→ **Your goal**
Reproduce the line that contains "tag the ice formation" and every line after it through the end of the records, exactly, with nothing added.

→ **Data provided**
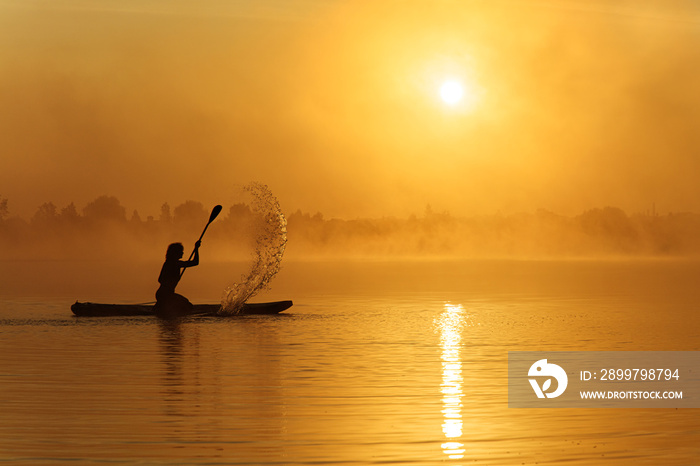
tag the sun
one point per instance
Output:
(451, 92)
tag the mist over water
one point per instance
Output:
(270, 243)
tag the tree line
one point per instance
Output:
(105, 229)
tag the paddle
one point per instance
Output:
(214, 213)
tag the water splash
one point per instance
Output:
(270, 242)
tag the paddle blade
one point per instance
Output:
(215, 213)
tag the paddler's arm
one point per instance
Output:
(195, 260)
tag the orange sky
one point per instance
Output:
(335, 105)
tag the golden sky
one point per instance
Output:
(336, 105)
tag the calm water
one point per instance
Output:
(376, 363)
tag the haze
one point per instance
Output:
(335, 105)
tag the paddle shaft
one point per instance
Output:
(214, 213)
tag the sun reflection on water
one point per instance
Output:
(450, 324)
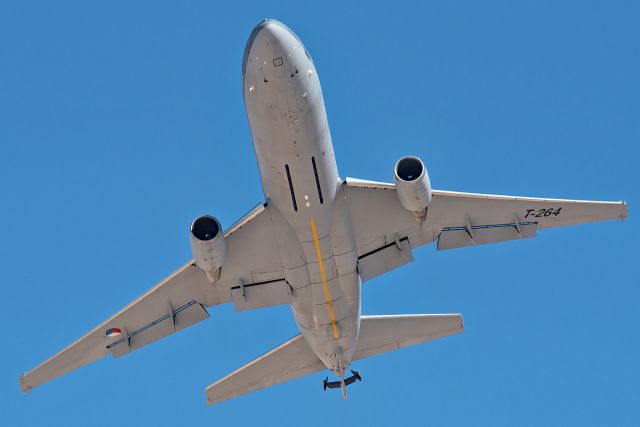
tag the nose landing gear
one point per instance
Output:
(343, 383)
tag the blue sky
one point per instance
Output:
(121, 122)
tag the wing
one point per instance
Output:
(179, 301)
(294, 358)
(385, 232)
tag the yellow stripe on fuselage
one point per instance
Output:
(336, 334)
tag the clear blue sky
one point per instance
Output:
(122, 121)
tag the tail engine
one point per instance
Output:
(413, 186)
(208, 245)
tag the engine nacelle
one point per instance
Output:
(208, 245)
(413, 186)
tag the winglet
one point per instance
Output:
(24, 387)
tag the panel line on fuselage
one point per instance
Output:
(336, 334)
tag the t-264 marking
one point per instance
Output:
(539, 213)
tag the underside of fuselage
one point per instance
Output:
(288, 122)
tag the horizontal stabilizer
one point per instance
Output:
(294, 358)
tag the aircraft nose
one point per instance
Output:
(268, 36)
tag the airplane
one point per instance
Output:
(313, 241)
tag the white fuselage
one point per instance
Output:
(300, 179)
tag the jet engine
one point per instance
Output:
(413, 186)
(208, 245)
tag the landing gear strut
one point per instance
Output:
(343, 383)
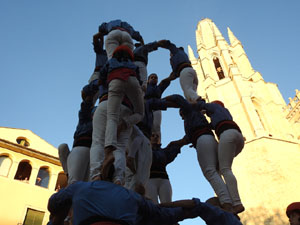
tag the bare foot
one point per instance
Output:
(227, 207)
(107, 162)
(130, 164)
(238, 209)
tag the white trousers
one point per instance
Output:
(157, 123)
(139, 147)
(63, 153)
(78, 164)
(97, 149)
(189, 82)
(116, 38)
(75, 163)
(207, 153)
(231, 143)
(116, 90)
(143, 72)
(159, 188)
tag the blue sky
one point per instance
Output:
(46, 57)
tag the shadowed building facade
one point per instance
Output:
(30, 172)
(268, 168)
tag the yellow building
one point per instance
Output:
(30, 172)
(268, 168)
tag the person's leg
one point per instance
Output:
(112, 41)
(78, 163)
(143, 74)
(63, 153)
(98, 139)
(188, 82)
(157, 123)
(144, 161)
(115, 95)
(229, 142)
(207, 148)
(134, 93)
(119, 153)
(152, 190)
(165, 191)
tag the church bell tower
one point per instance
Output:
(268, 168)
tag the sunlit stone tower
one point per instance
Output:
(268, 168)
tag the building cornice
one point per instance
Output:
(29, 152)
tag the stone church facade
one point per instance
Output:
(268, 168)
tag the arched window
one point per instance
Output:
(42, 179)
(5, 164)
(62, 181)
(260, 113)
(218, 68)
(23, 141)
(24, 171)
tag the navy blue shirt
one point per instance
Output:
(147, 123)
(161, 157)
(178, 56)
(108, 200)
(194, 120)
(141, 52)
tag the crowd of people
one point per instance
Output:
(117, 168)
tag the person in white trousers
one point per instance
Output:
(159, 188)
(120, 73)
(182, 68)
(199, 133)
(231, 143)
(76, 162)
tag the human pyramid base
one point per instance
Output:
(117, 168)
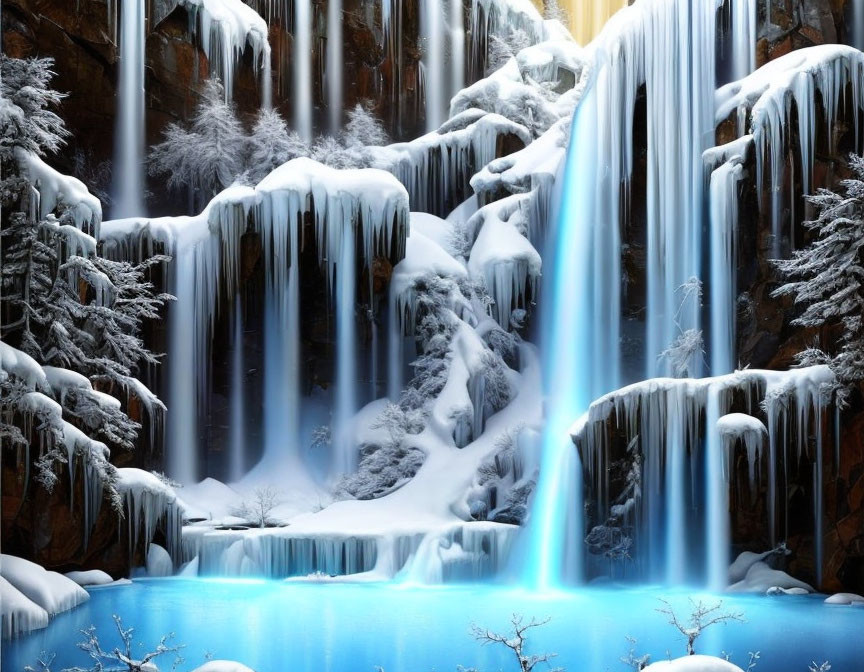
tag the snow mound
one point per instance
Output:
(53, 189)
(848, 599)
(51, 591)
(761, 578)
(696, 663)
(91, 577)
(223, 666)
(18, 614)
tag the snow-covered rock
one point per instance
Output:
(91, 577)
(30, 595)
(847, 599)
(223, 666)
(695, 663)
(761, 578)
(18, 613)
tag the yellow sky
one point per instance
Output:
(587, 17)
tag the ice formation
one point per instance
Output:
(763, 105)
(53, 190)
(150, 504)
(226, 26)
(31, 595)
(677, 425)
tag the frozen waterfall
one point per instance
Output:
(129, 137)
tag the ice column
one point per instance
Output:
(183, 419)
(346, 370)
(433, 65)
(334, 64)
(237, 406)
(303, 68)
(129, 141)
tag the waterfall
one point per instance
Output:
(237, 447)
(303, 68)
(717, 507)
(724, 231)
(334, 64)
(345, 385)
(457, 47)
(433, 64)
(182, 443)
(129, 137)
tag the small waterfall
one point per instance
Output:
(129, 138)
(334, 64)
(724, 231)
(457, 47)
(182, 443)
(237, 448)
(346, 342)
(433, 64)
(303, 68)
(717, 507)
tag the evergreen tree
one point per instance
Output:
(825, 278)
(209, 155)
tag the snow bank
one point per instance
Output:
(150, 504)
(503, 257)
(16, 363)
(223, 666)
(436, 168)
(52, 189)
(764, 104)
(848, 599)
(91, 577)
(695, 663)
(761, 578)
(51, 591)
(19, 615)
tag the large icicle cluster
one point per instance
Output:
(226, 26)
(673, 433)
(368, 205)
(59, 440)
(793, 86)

→ **Final result**
tag the ice formation
one point per instance
Output:
(763, 105)
(53, 190)
(150, 504)
(226, 26)
(31, 595)
(677, 425)
tag the frozen waterfall
one point per instance
Output:
(129, 137)
tag the ice column
one point per instance
Output:
(183, 419)
(346, 370)
(433, 65)
(334, 64)
(237, 406)
(303, 68)
(129, 141)
tag the waterfall
one point per instance
Output:
(237, 447)
(303, 68)
(717, 507)
(724, 231)
(334, 64)
(345, 385)
(457, 47)
(433, 64)
(182, 443)
(129, 137)
tag the small waterfall
one point per instance
Output:
(129, 138)
(334, 64)
(724, 231)
(457, 47)
(182, 443)
(237, 448)
(346, 342)
(433, 64)
(303, 68)
(717, 507)
tag the evergreen tree
one point per instance
Output:
(825, 278)
(209, 155)
tag the snow bank
one point per instance
Output:
(150, 504)
(503, 257)
(16, 363)
(223, 666)
(436, 168)
(52, 189)
(764, 104)
(848, 599)
(91, 577)
(695, 663)
(761, 578)
(51, 591)
(19, 615)
tag the large icicle cluster
one point per instance
Output:
(226, 26)
(673, 433)
(368, 205)
(59, 440)
(793, 86)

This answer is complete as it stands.